-- DATA EXCERPTS follows --
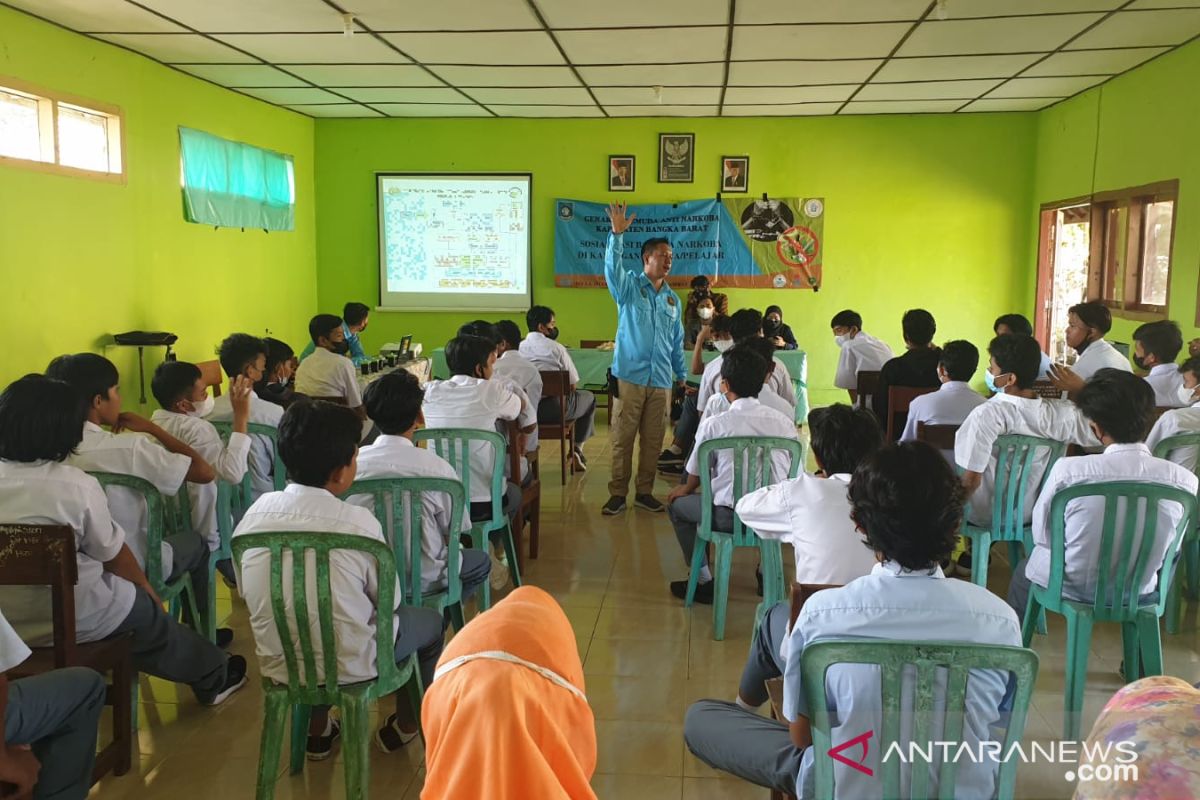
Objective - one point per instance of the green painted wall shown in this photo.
(82, 259)
(1138, 128)
(925, 211)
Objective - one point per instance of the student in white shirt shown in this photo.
(245, 356)
(1117, 407)
(545, 353)
(157, 457)
(328, 373)
(1155, 348)
(41, 423)
(394, 404)
(743, 372)
(909, 506)
(318, 443)
(1086, 325)
(861, 352)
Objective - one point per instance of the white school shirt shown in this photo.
(975, 441)
(1098, 355)
(229, 462)
(1085, 516)
(262, 449)
(393, 456)
(546, 354)
(864, 353)
(811, 515)
(894, 603)
(49, 493)
(747, 417)
(466, 402)
(353, 582)
(138, 455)
(327, 374)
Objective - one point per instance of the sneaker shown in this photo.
(648, 501)
(321, 746)
(615, 505)
(235, 678)
(703, 591)
(390, 738)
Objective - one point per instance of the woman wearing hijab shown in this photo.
(507, 716)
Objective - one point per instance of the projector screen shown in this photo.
(454, 241)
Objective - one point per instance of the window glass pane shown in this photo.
(18, 127)
(83, 138)
(1156, 251)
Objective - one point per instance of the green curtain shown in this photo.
(235, 185)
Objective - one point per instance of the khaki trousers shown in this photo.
(643, 413)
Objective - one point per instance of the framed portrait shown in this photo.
(621, 173)
(677, 151)
(735, 174)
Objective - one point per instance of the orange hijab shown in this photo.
(503, 729)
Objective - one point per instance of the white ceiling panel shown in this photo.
(178, 47)
(799, 73)
(645, 46)
(502, 47)
(1141, 29)
(1005, 35)
(315, 48)
(816, 41)
(1093, 62)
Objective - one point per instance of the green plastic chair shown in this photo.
(1188, 575)
(305, 689)
(1117, 588)
(928, 657)
(397, 504)
(1017, 480)
(454, 445)
(751, 470)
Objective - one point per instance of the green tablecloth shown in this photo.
(593, 368)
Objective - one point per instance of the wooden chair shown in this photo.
(557, 384)
(40, 555)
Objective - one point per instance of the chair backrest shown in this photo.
(305, 683)
(397, 505)
(753, 469)
(45, 555)
(1126, 542)
(927, 660)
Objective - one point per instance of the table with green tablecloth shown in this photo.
(593, 367)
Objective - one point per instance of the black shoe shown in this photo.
(615, 505)
(321, 746)
(703, 591)
(648, 501)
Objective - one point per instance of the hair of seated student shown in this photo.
(323, 326)
(1014, 323)
(745, 323)
(744, 371)
(1162, 338)
(238, 352)
(909, 504)
(1018, 355)
(173, 382)
(394, 402)
(316, 439)
(1093, 314)
(1119, 402)
(846, 318)
(841, 437)
(960, 359)
(918, 326)
(91, 376)
(467, 355)
(41, 419)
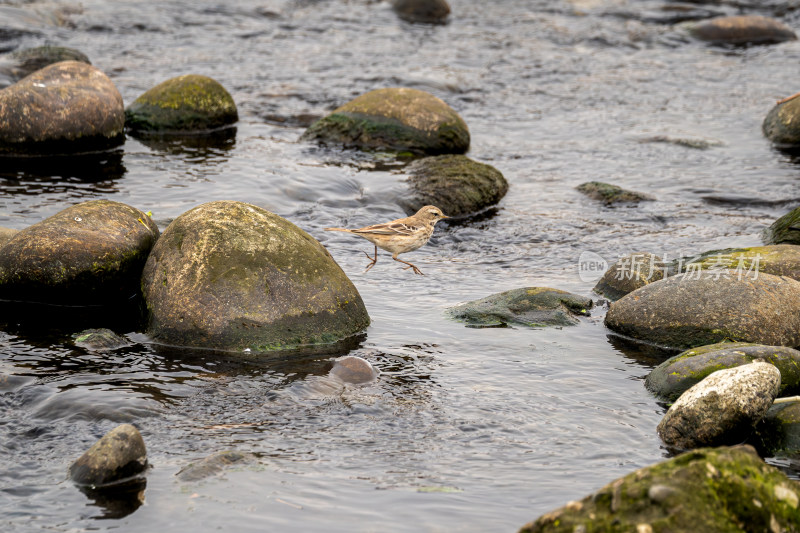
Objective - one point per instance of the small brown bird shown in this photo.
(401, 235)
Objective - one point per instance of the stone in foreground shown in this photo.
(456, 184)
(710, 489)
(674, 376)
(68, 107)
(232, 276)
(186, 104)
(394, 119)
(705, 307)
(117, 457)
(723, 408)
(90, 253)
(531, 306)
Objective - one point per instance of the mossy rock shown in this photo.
(68, 107)
(611, 194)
(778, 260)
(630, 273)
(742, 30)
(394, 119)
(185, 104)
(87, 254)
(674, 376)
(782, 123)
(422, 11)
(710, 489)
(20, 63)
(785, 230)
(778, 434)
(119, 455)
(530, 306)
(456, 184)
(705, 307)
(233, 276)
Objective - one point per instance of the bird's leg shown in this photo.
(372, 259)
(416, 270)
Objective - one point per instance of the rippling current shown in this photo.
(465, 429)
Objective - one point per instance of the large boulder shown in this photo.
(119, 455)
(185, 104)
(67, 107)
(530, 306)
(711, 489)
(456, 184)
(233, 276)
(704, 307)
(90, 253)
(742, 30)
(723, 408)
(397, 119)
(677, 374)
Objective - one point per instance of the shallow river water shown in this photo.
(465, 429)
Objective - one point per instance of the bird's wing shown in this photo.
(390, 228)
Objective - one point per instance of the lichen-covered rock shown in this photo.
(779, 260)
(424, 11)
(119, 455)
(185, 104)
(705, 307)
(723, 408)
(531, 306)
(233, 276)
(630, 273)
(456, 184)
(742, 30)
(397, 119)
(710, 489)
(785, 230)
(674, 376)
(90, 253)
(215, 464)
(611, 194)
(352, 369)
(67, 107)
(20, 63)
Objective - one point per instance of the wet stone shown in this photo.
(723, 408)
(531, 306)
(118, 456)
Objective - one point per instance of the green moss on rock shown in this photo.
(394, 119)
(189, 103)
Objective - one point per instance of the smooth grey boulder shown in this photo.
(723, 408)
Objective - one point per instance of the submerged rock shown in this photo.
(456, 184)
(742, 30)
(189, 103)
(352, 369)
(723, 408)
(395, 119)
(215, 464)
(20, 63)
(711, 489)
(674, 376)
(87, 254)
(424, 11)
(785, 230)
(705, 307)
(611, 194)
(115, 458)
(531, 306)
(67, 107)
(782, 123)
(630, 273)
(232, 276)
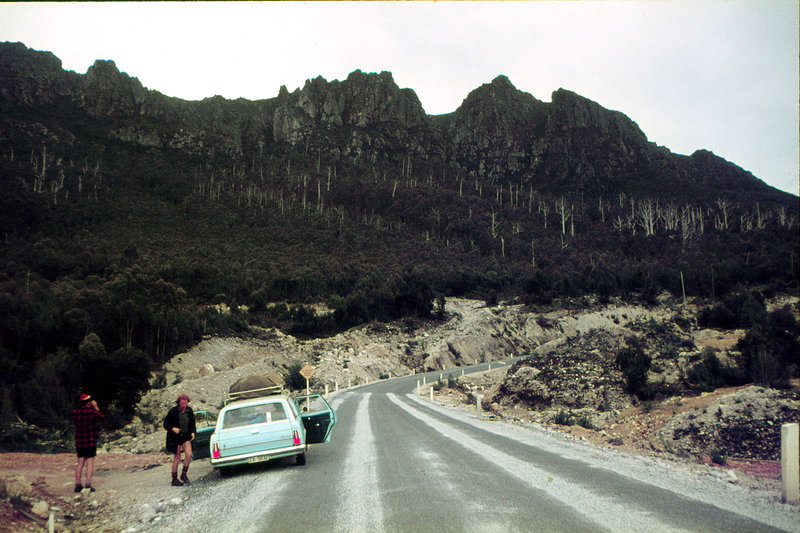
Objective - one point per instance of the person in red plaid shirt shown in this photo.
(85, 418)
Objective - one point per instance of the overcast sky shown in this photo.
(712, 74)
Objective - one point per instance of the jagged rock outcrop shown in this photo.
(579, 374)
(745, 424)
(498, 134)
(494, 130)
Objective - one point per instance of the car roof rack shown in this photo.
(253, 393)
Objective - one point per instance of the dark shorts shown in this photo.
(88, 452)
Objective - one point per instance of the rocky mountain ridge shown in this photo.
(498, 134)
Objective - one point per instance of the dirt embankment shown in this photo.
(130, 463)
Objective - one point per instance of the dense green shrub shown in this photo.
(771, 349)
(709, 374)
(634, 363)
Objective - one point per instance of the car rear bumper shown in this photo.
(258, 457)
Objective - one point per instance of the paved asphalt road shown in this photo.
(397, 464)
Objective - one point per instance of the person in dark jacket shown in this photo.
(181, 429)
(85, 417)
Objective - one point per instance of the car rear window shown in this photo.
(254, 414)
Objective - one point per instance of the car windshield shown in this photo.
(254, 414)
(312, 404)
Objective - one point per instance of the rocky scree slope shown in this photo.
(569, 372)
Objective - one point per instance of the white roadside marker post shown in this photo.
-- DATA EXCERPTS concluded --
▶ [WHAT YOU HAVE TO DO] What is needed is an exact reproduction of the data, pictures excluded.

▶ [EXERCISE SOLUTION]
Objective - one point per instance of the green painted wall shown in this photo.
(82, 259)
(1138, 128)
(925, 211)
Objective - one point per instance of the student in white shirt shown in this photo.
(245, 356)
(1117, 407)
(545, 353)
(157, 457)
(328, 373)
(1155, 348)
(41, 423)
(394, 404)
(743, 372)
(909, 506)
(318, 443)
(1086, 325)
(861, 352)
Objective - one point per instance of the white school shirt shown in this photo.
(975, 441)
(1098, 355)
(229, 462)
(1085, 516)
(262, 449)
(393, 456)
(546, 354)
(864, 353)
(811, 515)
(894, 603)
(49, 493)
(747, 417)
(466, 402)
(353, 582)
(138, 455)
(327, 374)
Objective - one point per instance of the sneaker shown in this photo.
(648, 501)
(321, 746)
(615, 505)
(235, 678)
(703, 591)
(390, 738)
Objective - one point per instance of the woman wearing hijab shown in this photo.
(507, 716)
Objective - one point per instance of the projector screen shown in this photo.
(454, 241)
Objective - one point per instance of the window glass pane shown in this photo.
(18, 127)
(83, 138)
(1156, 251)
Objective - one point per instance of the green curtain shown in this photo.
(235, 185)
Objective - one point per instance of the khaki trousers shown in this photo.
(643, 413)
Objective - one point per instance of the framed portrait shown in this photo.
(621, 173)
(677, 151)
(735, 174)
Objective - one point per instance of the orange hijab shown in this photo.
(503, 729)
Objective - one point per instance of the white ceiling panel shown in this photo.
(178, 47)
(799, 73)
(645, 46)
(502, 47)
(1141, 29)
(1005, 35)
(315, 48)
(816, 41)
(1093, 62)
Objective - one point per instance of the green plastic chair shown in this photo.
(1188, 575)
(305, 689)
(1117, 588)
(928, 657)
(397, 504)
(1017, 480)
(454, 445)
(751, 470)
Objective - one point per instance of the green tablecloth shown in this photo.
(593, 368)
Objective - one point per instance of the wooden chair shown in this photo.
(557, 384)
(40, 555)
Objective - one point per instance of the chair backrest shown in this photo.
(305, 683)
(397, 505)
(753, 469)
(45, 555)
(1126, 542)
(927, 660)
Objective - one point per instance of the table with green tablecloth shown in this photo.
(593, 367)
Objective - one point per instance of the black shoe shown in this photo.
(615, 505)
(321, 746)
(703, 591)
(648, 501)
Objective - one point per instance of the hair of seated student shown in this photo.
(323, 326)
(1014, 323)
(745, 323)
(744, 371)
(1162, 338)
(238, 352)
(909, 504)
(1018, 355)
(173, 382)
(394, 402)
(316, 439)
(1093, 314)
(1119, 402)
(846, 318)
(841, 437)
(960, 359)
(918, 326)
(91, 376)
(467, 355)
(41, 419)
Objective - one point per instance of the small brown bird shown in this photo.
(401, 235)
Objective - one point per instance of the stone in foreground shown in this photo.
(456, 184)
(710, 489)
(674, 376)
(68, 107)
(232, 276)
(186, 104)
(394, 119)
(705, 307)
(117, 457)
(723, 408)
(90, 253)
(531, 306)
Objective - one point per instance of the mossy rock shown in this photo.
(68, 107)
(611, 194)
(778, 260)
(630, 273)
(742, 30)
(394, 119)
(185, 104)
(87, 254)
(674, 376)
(782, 123)
(422, 11)
(710, 489)
(20, 63)
(785, 230)
(778, 434)
(119, 455)
(530, 306)
(456, 184)
(705, 307)
(233, 276)
Objective - one point per instance of the bird's leg shown in this photo.
(372, 259)
(416, 270)
Objective - one point per instance of the rippling current shown in this photo.
(465, 429)
Objective - one point per instance of the large boulder shown in this photo.
(119, 455)
(185, 104)
(67, 107)
(530, 306)
(711, 489)
(456, 184)
(233, 276)
(704, 307)
(90, 253)
(742, 30)
(723, 408)
(397, 119)
(677, 374)
Objective - one point per instance of the shallow river water shown in this photo.
(465, 429)
Objective - one point per instance of the bird's wing shown in this photo.
(390, 228)
Objective - one point per instance of the lichen-covered rock shown in this photo.
(779, 260)
(424, 11)
(119, 455)
(185, 104)
(705, 307)
(723, 408)
(531, 306)
(233, 276)
(630, 273)
(456, 184)
(742, 30)
(397, 119)
(710, 489)
(785, 230)
(674, 376)
(90, 253)
(215, 464)
(611, 194)
(352, 369)
(67, 107)
(20, 63)
Objective - one point per instance of the wet stone shown in this photo.
(723, 408)
(531, 306)
(118, 456)
Objective - one point per instance of the green moss on rock shown in this photo.
(394, 119)
(189, 103)
Objective - one point per instance of the smooth grey boulder shown in this photo.
(723, 408)
Objective - one point per instance of the submerged rock shown in this photo.
(456, 184)
(742, 30)
(189, 103)
(352, 369)
(723, 408)
(395, 119)
(215, 464)
(20, 63)
(711, 489)
(674, 376)
(87, 254)
(424, 11)
(785, 230)
(705, 307)
(611, 194)
(115, 458)
(531, 306)
(67, 107)
(782, 123)
(630, 273)
(232, 276)
Objective - one point per instance of the person in red plaid shirt shown in this photo.
(85, 418)
Objective - one point per instance of the overcast sky shown in this photo.
(712, 74)
Objective - one point per instance of the jagged rock outcrop shown in this photo.
(579, 374)
(745, 424)
(498, 134)
(494, 130)
Objective - one point per instance of the car roof rack shown in this photo.
(253, 393)
Objective - one point per instance of the dark shorts shown in this photo.
(88, 452)
Objective - one point per instance of the rocky mountain ridge shown in this photo.
(498, 134)
Objective - one point per instance of the dirt embankment shown in this photo.
(130, 463)
Objective - one point per instance of the dense green shrub shown in this photo.
(771, 349)
(709, 374)
(634, 363)
Objective - one point per instance of the car rear bumper shown in this photo.
(258, 457)
Objective - one point per instance of the paved asphalt road shown in this photo.
(397, 464)
Objective - one point per instance of the person in dark jacket shown in this photo.
(181, 429)
(85, 417)
Objective - one point per instance of the car rear window shown in this photo.
(254, 414)
Objective - one point per instance of the car windshield shown in this photo.
(254, 414)
(312, 404)
Objective - one point per instance of the rocky scree slope shown in this photo.
(569, 372)
Objective - one point per instance of the white roadside marker post shown in this photo.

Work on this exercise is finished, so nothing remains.